▶ _Vorliegender Text_
Andererseits werden Personen, die hiernach versicherungsfrei sind und nach einer Unfallverletzung aus der Gemeinschaft ausscheiden, in der Unfallversicherung ähnlich gestellt wie in der Rentenversicherung aufgrund Nachversicherung. Sie können für die Zeit danach von dem Träger der Unfallversicherung die Leistung verlangen, die ihnen ohne die Versicherungsfreiheit zustehen würden, wenn gleichwohl die Gemeinschaft nicht von sich aus die Versorgung sicherstellt.

5. Arbeitslosenversicherung

Für die Arbeitslosenversicherung gelten im Grundsatz die gleichen Regelungen wie zur Kranken- und Rentenversicherung.

6. Arbeitsvermittlung

Im Bereich des Arbeitsmarktes streben Scientology-Mitglieder zunehmend den Zugang zur privaten Arbeitsvermittlung an und betreiben Personal- und Unternehmensberatung. Hinsichtlich der Arbeitsvermittlung hat das Bundesministerium für Arbeit und Sozialordnung der Bundesanstalt für Arbeit die Weisung erteilt, Mitgliedern der Scientology-Organisation keine Erlaubnis zur Arbeitsvermittlung zu erteilen.

Einträge zur Beschriftung von Bereichen
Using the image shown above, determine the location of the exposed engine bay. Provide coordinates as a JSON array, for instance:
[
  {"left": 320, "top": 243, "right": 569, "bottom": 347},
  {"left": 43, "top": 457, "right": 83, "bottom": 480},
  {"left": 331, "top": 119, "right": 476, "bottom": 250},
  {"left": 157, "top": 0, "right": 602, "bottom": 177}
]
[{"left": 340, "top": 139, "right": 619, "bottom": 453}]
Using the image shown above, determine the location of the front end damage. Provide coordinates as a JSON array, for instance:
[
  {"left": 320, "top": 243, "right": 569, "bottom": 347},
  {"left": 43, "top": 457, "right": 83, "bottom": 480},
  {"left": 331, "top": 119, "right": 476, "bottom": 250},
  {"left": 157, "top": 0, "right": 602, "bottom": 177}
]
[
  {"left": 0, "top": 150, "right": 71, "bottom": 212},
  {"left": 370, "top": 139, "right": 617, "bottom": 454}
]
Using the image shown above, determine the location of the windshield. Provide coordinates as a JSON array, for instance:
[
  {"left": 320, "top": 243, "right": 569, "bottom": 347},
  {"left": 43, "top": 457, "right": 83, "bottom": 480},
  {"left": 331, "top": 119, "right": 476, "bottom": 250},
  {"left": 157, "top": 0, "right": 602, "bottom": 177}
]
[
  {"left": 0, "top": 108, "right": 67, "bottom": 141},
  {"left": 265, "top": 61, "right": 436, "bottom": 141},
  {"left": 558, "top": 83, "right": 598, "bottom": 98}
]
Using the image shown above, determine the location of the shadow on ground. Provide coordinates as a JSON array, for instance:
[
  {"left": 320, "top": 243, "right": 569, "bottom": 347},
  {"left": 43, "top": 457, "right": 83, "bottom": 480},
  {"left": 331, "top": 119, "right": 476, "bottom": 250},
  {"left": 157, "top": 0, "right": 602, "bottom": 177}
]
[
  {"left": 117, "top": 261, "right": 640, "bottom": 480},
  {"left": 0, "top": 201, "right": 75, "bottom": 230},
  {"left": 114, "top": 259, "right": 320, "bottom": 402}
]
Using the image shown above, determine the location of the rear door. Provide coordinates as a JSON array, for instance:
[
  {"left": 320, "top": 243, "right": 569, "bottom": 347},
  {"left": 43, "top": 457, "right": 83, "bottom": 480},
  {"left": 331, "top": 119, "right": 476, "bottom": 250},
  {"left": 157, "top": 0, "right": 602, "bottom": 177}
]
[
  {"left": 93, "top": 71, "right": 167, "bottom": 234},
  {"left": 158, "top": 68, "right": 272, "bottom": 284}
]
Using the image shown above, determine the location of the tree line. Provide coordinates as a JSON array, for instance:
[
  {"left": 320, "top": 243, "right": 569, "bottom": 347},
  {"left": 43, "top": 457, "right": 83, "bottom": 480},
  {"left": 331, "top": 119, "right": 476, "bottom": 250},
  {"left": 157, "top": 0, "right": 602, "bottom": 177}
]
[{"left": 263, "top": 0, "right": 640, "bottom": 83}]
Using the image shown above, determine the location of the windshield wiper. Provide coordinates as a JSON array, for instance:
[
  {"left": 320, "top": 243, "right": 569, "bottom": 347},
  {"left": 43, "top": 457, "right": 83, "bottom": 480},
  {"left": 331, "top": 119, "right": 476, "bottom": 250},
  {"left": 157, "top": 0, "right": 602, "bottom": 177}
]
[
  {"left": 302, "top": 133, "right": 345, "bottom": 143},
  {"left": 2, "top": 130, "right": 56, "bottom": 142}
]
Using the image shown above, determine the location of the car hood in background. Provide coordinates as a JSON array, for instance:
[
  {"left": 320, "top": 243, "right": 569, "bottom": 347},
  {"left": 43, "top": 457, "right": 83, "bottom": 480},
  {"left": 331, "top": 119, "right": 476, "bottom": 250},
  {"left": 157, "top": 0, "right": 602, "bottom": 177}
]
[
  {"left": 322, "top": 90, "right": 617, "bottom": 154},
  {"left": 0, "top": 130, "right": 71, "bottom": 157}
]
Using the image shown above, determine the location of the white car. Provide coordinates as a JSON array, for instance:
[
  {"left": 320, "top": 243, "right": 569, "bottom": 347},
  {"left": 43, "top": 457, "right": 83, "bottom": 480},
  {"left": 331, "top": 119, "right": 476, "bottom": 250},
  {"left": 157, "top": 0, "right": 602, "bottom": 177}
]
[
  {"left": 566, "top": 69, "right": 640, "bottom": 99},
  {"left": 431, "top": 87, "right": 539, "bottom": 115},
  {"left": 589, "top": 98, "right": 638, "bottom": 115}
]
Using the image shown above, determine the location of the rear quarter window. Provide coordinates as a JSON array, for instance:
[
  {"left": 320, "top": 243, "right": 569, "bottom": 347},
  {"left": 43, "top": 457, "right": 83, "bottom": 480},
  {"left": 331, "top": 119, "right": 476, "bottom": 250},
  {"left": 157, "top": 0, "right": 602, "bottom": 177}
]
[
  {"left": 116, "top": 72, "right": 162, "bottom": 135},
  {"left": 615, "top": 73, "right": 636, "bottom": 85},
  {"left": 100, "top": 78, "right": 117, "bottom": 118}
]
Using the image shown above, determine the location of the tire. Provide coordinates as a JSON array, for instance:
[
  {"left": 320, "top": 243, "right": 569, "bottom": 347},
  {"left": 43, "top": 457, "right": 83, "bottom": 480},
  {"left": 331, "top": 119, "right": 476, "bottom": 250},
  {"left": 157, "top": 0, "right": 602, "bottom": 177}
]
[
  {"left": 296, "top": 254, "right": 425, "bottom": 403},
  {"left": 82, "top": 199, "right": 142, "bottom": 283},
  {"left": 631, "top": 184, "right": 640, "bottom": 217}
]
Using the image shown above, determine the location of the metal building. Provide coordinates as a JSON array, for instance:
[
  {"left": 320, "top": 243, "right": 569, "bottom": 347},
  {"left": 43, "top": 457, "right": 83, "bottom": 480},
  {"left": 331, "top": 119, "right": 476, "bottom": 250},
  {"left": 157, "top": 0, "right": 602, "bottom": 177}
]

▶ _Aufgabe A_
Schreib aus dem Text zur Sozialversicherung die Stelle von „5. Arbeitslosenversicherung“ bis einschließlich „Arbeitsvermittlung zu erteilen.“ wortgetreu ab.
▶ _Aufgabe B_
Welche Weisung hat das Bundesministerium für Arbeit und Sozialordnung laut dem Text zur Sozialversicherung der Bundesanstalt für Arbeit erteilt?

▶ _Lösung A_
5. Arbeitslosenversicherung

Für die Arbeitslosenversicherung gelten im Grundsatz die gleichen Regelungen wie zur Kranken- und Rentenversicherung.

6. Arbeitsvermittlung

Im Bereich des Arbeitsmarktes streben Scientology-Mitglieder zunehmend den Zugang zur privaten Arbeitsvermittlung an und betreiben Personal- und Unternehmensberatung. Hinsichtlich der Arbeitsvermittlung hat das Bundesministerium für Arbeit und Sozialordnung der Bundesanstalt für Arbeit die Weisung erteilt, Mitgliedern der Scientology-Organisation keine Erlaubnis zur Arbeitsvermittlung zu erteilen.

▶ _Lösung B_
Mitgliedern der Scientology-Organisation keine Erlaubnis zur Arbeitsvermittlung zu erteilen.